### [Source document]
Embark (YC S11) wins "Best transit app" award - davidwhodge
http://thenextweb.com/apps/2012/02/08/the-embark-app-wins-mta-award-for-best-new-transit-app-helping-users-plan-2-million-trips-per-month/?awesm=tnw.to_1DH5K&utm_campaign=social%20media&utm_medium=share%20button&utm_source=Twitter&utm_content=The%20Embark%20app%20wins%20MTA%20award%20for%20best%20new%20transit%20app,%20helping%20users%20plan%202%20million%20trips%20per%20month

======
hodder
Congrats on the award!

Is there money to be made in this space? Ads? Exit to Google? I find it to be
a small market for ycombinator to invest in, but maybe I am missing something.

------
cjkarr
For Windows Phone users in Chicago, I can't recommend CTAWatch highly enough.

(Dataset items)
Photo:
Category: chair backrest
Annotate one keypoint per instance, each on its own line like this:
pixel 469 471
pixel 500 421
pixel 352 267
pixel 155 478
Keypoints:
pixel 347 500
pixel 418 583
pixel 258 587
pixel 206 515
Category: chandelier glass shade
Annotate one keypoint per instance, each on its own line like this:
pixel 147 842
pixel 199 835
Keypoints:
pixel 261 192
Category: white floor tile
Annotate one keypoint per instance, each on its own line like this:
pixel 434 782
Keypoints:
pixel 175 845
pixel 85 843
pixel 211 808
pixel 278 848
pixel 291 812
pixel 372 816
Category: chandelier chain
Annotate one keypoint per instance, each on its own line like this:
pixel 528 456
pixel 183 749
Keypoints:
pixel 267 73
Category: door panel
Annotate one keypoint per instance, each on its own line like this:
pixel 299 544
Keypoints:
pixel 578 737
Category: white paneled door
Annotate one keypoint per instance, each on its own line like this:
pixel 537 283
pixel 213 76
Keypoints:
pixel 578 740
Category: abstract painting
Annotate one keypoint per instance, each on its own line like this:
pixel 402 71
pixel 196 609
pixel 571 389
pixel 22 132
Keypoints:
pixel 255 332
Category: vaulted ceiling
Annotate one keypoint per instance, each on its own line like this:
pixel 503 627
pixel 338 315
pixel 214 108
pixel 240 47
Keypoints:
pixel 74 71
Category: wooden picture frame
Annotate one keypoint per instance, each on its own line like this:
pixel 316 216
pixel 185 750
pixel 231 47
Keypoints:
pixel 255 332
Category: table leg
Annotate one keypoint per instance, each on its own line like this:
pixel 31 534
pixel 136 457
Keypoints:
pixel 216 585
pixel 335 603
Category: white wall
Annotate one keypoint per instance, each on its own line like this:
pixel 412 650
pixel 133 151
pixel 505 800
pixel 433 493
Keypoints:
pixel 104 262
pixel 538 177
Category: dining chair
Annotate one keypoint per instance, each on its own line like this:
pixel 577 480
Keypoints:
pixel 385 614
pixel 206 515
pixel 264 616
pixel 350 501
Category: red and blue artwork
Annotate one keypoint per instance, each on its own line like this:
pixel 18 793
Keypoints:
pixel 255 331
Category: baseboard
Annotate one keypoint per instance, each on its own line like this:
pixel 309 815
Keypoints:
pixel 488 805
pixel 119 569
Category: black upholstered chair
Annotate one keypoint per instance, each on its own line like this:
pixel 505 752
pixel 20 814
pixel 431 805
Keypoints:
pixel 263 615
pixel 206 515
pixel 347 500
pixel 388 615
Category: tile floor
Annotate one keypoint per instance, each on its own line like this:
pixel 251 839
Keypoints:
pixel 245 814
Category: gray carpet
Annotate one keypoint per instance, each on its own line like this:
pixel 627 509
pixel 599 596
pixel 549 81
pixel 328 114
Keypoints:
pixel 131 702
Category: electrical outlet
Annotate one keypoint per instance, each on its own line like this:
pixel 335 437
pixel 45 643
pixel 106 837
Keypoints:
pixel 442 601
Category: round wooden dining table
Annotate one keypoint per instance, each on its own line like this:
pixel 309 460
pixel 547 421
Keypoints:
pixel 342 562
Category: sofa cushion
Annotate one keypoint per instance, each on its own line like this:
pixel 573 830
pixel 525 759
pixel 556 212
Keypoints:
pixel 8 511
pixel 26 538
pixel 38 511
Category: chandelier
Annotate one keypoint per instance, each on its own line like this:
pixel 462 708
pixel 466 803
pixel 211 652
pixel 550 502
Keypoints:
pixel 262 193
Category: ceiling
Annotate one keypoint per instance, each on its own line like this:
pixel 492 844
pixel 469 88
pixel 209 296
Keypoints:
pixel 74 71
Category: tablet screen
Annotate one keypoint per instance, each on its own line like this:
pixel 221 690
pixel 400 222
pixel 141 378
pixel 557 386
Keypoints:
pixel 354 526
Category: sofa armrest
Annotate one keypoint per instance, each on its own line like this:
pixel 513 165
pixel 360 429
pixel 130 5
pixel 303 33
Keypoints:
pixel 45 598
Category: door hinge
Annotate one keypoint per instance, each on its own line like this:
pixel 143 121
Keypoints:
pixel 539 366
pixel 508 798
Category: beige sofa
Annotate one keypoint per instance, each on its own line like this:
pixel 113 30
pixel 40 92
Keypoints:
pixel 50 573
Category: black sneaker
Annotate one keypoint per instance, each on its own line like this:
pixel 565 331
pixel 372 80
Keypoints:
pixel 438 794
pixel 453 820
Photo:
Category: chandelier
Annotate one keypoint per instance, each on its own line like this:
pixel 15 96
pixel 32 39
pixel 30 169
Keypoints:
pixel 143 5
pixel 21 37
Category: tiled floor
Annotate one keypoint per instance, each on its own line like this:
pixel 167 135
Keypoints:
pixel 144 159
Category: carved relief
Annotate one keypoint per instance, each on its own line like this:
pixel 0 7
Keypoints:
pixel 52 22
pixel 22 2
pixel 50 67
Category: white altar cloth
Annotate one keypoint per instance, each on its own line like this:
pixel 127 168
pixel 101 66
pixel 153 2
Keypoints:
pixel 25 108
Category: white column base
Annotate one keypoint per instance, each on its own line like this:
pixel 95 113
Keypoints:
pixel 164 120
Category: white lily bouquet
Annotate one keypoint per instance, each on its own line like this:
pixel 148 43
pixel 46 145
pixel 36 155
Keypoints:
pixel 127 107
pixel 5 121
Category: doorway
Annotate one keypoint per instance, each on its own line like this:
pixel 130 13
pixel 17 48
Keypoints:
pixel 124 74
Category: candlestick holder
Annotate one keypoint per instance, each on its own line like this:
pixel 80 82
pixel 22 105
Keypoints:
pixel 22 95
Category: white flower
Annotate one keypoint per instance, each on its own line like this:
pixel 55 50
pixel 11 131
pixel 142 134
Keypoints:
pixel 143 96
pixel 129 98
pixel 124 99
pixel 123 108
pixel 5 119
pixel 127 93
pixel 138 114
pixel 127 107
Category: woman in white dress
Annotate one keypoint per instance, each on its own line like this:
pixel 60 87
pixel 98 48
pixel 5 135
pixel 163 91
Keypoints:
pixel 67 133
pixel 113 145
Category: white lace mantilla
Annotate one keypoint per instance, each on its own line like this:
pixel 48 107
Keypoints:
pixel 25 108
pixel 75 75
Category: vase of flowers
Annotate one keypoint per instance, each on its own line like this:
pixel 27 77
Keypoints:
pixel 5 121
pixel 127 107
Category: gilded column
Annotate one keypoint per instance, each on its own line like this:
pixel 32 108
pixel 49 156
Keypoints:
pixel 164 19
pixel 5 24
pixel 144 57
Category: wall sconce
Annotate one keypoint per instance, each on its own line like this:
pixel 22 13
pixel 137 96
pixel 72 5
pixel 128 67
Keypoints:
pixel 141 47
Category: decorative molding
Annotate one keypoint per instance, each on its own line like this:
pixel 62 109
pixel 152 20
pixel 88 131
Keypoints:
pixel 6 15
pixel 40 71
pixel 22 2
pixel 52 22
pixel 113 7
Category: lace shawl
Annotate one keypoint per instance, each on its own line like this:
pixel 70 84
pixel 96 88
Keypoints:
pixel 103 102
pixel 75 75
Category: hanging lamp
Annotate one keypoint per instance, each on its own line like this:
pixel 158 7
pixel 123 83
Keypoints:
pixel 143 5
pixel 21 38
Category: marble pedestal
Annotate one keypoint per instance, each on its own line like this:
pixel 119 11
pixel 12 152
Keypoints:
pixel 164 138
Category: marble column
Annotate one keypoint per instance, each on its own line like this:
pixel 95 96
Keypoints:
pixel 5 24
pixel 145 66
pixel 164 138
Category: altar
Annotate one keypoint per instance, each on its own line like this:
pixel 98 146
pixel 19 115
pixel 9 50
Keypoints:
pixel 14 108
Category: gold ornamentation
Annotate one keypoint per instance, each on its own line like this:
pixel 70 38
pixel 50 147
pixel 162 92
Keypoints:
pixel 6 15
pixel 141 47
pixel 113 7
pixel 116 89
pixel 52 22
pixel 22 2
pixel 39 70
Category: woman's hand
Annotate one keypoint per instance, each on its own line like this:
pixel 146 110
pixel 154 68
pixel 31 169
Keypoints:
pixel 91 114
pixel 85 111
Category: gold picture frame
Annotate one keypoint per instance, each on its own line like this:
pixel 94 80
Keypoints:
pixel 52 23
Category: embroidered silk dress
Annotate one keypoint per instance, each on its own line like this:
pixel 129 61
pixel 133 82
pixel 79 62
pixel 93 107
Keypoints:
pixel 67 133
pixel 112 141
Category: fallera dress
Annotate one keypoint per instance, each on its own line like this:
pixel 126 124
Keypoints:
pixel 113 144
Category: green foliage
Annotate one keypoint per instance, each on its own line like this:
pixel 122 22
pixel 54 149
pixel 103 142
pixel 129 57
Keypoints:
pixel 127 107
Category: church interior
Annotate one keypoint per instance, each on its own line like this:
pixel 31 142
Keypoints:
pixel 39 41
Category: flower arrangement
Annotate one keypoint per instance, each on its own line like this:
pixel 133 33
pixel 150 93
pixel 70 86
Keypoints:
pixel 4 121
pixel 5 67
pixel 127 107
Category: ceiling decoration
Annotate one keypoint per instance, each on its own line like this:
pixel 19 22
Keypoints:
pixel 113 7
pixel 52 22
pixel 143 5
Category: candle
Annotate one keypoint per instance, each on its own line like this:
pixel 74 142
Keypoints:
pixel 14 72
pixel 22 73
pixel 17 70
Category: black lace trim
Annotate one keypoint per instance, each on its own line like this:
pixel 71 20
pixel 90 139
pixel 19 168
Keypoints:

### [Directions]
In the Embark award thread above, retype the passage starting with "Embark (YC S11)" and going on through "CTAWatch highly enough.".

### [Result of the task]
Embark (YC S11) wins "Best transit app" award - davidwhodge
http://thenextweb.com/apps/2012/02/08/the-embark-app-wins-mta-award-for-best-new-transit-app-helping-users-plan-2-million-trips-per-month/?awesm=tnw.to_1DH5K&utm_campaign=social%20media&utm_medium=share%20button&utm_source=Twitter&utm_content=The%20Embark%20app%20wins%20MTA%20award%20for%20best%20new%20transit%20app,%20helping%20users%20plan%202%20million%20trips%20per%20month

======
hodder
Congrats on the award!

Is there money to be made in this space? Ads? Exit to Google? I find it to be
a small market for ycombinator to invest in, but maybe I am missing something.

------
cjkarr
For Windows Phone users in Chicago, I can't recommend CTAWatch highly enough.